**PROBLEM DETAILS**
Search the material for the word "sample" and report each line where it turns up.
-------- SUPPLIED DATA
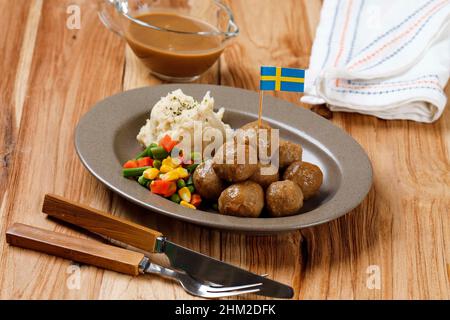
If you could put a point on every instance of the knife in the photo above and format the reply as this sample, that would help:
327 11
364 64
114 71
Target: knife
196 264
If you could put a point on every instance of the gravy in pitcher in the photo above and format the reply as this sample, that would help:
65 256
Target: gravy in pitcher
----------------
**ANSWER BELOW**
If you could put a point on every instance of the knife in the photo above and format the reply as this sample, that would help:
If you could put a point on every instance of the gravy in pitcher in the photo above and format the reply as this sample, that would help:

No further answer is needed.